**EXCERPT**
'''
<?xml version="1.0" encoding="utf-8"?>
<!DOCTYPE rfc SYSTEM 'rfc2629.dtd' [
<!ENTITY rfc2119 PUBLIC '' 'http://xml.resource.org/public/rfc/bibxml/reference.RFC.2119.xml'>
<!ENTITY rfc6716 PUBLIC '' 'http://xml.resource.org/public/rfc/bibxml/reference.RFC.6716.xml'>
<!ENTITY rfc7845 PUBLIC '' 'http://xml.resource.org/public/rfc/bibxml/reference.RFC.7845.xml'>
]>
<?rfc toc="yes" symrefs="yes" ?>

<rfc ipr="trust200902" category="std" docName="draft-ietf-codec-ambisonics-00">

<front>
<title abbrev="Opus Ambisonics">Ambisonics in an Ogg Opus Container</title>
<author initials="M.G." surname="Graczyk" fullname="Michael Graczyk">
<organization>Google Inc.</organization>
<address>
<postal>
<street>1600 Amphitheatre Parkway</street>
<city>Mountain View</city>
<region>CA</region>
<code>94043</code>
<country>USA</country>
</postal>
<email>mgraczyk@google.com</email>
</address>
</author>

<date day="19" month="July" year="2016"/>
<area>RAI</area>
<workgroup>codec</workgroup>

<abstract>
<t>
This document defines an extension to the Ogg format to encapsulate
 ambisonics coded using the Opus audio codec.
</t>
</abstract>
</front>

<middle>
<section anchor="intro" title="Introduction">
<t>
Ambisonics is a representation format for three dimensional sound fields which
 can be used for surround sound and immersive virtual reality playback.
See <xref target="gerzon75"/> and <xref target="daniel04"/> for technical
 details on the ambisonics format.
For the purposes of the this document, ambisonics can be considered a
 multichannel audio stream.
Ogg is a general purpose container, supporting audio, video, and other media.
It can be used to encapsulate audio streams coded using the Opus codec.
See <xref target="RFC6716"/> and <xref target="RFC7845"/> for technical details
 on the Opus codec and its encapsulation in the Ogg container respectively.
</t>

<t>
This document extends the Ogg format by defining a new channel mapping family for
encoding ambisonics. The Ogg Opus format is extended indirectly by adding an
item with value 2 to the IANA "Opus Channel Mapping Families" registry. When
2 is used as the Channel Mapping Family Number in an Ogg stream, the semantic
meaning of the channels in the multichannel Opus stream is the ambisonics layout
defined in this document. This mapping can also be used in other contexts which
make use of the channel mappings defined by the Opus Channel Mapping Families
registry.
</t>
</section>

<section anchor="terminology" title="Terminology">
<t>
The key words "MUST", "MUST NOT", "REQUIRED", "SHALL", "SHALL NOT", "SHOULD",
 "SHOULD NOT", "RECOMMENDED", "NOT RECOMMENDED", "MAY", and "OPTIONAL" in this
 document are to be interpreted as described in <xref target="RFC2119"/>.
</t>

</section>

<section anchor="ogg_extension" title="Ambisonics With Ogg Opus">
<t>
Ambisonics MAY be encapsulated in the Ogg format by encoding with the Opus codec
and setting the Channel Mapping Family value to 2 in the Ogg Identification
Header. A demuxer implmentation encountering Channel Mapping Family 2 MUST
interpret the Opus stream as containing ambisonics with the format described in
<xref target="channel_mapping"/>.
'''
**TASKS TO COMPLETE**
1: Could you return the part of the ambisonics draft from "For the purposes" to "Ogg container respectively.", copied word for word?
2: Answer these questions about the ambisonics draft:
(a) What value is added to the IANA "Opus Channel Mapping Families" registry?
(b) Which organization is the author affiliated with?
(c) What date does the document carry?
3: Can you continue the ambisonics draft from the point where it stops?
The entries come from a separate source, not from the ambisonics draft.

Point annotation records
'''
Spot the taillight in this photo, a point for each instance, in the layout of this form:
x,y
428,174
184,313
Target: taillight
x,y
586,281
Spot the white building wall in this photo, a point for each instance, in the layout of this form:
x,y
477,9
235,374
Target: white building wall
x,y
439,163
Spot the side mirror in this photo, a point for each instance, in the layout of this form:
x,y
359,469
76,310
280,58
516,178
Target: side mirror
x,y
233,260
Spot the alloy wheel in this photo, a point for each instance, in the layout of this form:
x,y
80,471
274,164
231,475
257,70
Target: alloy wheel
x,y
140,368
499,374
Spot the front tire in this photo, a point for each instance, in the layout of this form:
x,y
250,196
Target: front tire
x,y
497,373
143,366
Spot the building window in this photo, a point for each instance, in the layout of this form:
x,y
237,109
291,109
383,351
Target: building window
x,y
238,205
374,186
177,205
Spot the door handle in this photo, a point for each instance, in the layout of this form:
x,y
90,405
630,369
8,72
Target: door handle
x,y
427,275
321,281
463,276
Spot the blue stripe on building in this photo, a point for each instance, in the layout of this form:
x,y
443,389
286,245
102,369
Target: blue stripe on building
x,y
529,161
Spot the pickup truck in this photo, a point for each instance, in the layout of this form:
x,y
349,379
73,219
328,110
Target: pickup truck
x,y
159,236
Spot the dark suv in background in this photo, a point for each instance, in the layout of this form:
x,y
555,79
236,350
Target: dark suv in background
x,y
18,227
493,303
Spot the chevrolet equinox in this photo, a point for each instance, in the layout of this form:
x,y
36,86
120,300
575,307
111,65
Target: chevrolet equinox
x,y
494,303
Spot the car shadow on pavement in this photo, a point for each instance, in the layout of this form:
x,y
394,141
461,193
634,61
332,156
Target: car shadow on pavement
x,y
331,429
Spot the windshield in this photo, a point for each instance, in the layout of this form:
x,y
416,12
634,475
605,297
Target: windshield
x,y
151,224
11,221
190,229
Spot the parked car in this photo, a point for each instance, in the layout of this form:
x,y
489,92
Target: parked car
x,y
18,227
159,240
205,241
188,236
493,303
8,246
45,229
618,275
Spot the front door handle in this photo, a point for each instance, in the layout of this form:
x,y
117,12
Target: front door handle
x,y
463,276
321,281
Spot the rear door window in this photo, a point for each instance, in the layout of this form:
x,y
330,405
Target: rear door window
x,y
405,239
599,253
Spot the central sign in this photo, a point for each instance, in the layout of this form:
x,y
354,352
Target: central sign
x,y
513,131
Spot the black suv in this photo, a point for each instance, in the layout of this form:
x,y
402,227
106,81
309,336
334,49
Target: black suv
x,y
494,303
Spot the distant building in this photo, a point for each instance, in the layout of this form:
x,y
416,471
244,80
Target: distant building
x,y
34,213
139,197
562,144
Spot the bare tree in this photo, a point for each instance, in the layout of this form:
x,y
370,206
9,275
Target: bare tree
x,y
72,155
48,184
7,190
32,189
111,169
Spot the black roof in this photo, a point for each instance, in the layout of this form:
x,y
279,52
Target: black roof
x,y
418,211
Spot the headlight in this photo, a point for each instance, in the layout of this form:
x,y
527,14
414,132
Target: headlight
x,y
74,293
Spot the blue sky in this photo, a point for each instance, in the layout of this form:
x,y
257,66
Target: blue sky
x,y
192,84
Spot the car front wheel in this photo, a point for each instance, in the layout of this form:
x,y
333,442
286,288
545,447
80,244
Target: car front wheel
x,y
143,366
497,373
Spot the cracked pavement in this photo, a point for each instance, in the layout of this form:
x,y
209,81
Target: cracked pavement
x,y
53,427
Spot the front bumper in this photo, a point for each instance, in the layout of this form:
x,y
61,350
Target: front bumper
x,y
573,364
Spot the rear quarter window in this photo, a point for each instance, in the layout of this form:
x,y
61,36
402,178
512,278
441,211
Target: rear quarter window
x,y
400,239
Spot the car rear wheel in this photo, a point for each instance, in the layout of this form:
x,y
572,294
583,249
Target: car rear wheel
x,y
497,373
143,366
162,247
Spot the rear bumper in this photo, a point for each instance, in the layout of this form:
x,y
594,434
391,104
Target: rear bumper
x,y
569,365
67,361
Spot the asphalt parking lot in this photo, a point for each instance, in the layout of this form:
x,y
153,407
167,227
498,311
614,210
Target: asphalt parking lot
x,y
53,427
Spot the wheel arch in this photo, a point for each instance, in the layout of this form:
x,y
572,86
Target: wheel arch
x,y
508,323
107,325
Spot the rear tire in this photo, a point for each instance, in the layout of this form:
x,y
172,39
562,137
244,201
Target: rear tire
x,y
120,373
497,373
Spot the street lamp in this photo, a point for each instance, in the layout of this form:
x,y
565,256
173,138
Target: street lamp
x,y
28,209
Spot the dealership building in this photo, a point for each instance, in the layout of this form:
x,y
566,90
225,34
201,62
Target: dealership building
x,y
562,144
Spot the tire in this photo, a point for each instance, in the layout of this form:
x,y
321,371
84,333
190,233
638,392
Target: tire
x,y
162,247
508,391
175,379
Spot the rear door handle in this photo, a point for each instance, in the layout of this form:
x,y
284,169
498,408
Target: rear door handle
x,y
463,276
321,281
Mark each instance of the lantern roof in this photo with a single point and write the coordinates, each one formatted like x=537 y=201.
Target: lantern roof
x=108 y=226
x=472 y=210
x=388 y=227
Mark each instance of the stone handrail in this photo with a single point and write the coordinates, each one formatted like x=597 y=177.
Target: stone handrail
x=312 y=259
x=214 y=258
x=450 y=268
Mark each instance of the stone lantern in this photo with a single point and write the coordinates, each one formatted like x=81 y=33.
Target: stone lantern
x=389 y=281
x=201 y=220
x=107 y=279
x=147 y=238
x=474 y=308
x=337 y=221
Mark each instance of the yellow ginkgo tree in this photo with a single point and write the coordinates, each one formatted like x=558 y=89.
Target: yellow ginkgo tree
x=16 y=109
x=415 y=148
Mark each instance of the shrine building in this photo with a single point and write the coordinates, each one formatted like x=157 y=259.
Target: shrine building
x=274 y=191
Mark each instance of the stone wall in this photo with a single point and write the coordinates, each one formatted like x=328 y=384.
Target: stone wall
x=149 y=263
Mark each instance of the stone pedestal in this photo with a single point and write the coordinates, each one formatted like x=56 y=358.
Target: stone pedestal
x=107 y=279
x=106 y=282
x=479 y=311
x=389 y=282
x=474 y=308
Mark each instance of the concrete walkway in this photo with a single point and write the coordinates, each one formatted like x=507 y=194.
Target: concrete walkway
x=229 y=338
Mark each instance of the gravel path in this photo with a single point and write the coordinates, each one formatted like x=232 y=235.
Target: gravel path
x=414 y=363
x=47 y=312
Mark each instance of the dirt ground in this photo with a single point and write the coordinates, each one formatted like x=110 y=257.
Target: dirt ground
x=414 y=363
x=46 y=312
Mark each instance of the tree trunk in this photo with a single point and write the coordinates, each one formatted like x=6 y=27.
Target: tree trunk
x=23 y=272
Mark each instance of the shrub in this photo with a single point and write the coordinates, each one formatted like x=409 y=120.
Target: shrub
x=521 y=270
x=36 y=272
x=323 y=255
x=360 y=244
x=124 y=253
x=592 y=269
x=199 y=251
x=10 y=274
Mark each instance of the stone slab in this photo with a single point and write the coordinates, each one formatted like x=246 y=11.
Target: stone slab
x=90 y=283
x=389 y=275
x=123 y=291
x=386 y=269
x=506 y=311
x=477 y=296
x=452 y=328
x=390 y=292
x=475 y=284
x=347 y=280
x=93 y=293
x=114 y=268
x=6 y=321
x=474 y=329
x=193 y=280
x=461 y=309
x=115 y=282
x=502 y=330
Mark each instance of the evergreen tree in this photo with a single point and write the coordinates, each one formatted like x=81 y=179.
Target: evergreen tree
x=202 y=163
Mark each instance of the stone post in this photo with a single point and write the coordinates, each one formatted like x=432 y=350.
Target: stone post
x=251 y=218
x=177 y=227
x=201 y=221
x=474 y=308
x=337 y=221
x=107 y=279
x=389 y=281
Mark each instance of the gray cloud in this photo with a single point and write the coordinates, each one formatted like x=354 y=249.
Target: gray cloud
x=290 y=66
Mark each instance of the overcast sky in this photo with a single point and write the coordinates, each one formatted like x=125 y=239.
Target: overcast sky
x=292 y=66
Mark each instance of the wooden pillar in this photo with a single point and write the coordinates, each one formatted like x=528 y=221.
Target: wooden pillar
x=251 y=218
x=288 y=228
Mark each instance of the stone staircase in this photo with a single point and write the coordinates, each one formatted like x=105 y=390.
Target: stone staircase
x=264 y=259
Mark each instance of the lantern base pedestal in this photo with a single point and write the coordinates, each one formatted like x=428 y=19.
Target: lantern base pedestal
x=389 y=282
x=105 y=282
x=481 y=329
'''
**ANSWERS BELOW**
1:
For the purposes of the this document, ambisonics can be considered a
 multichannel audio stream.
Ogg is a general purpose container, supporting audio, video, and other media.
It can be used to encapsulate audio streams coded using the Opus codec.
See <xref target="RFC6716"/> and <xref target="RFC7845"/> for technical details
 on the Opus codec and its encapsulation in the Ogg container respectively.

2:
(a) 2
(b) Google Inc.
(c) July 19, 2016

3:
</t>

<section anchor="channel_mapping" title="Channel Mapping Family 2">
<t>
Allowed numbers of channels: (1 + n)^2 for n = 0...14. 
Explicitly 1, 4, 9, 16, 25, 36, 49, 64, 81, 100, 121, 144, 169, 196, 225.
Periphonic ambisonics from zeroth to fourteenth order.
</t>

<t>
This channel mapping uses the same channel mapping table format used by channel
mapping families 1 and 255. Each output channel is assigned to an ambisonic
component in Ambisonic Channel Number (ACN) order. The ambisonic component with
order n and degree m corresponds to channel (n * (n + 1) + m). The reverse
correspondence can also be computed for a channel with index k.
</t>

<figure align="center">
<artwork align="center"><![CDATA[
order   n = ceil(sqrt(k)) - 1,
degree  m = k - n * (n + 1).
]]></artwork>
</figure>

<t>
Channels are normalized with Schmidt Semi-Normalization (SN3D).
The interpretation of the ambisonics signal as well as detailed definitions of
 ACN channel ordering and SN3D normalization are described in
 <xref target="ambix"/> Section 2.1.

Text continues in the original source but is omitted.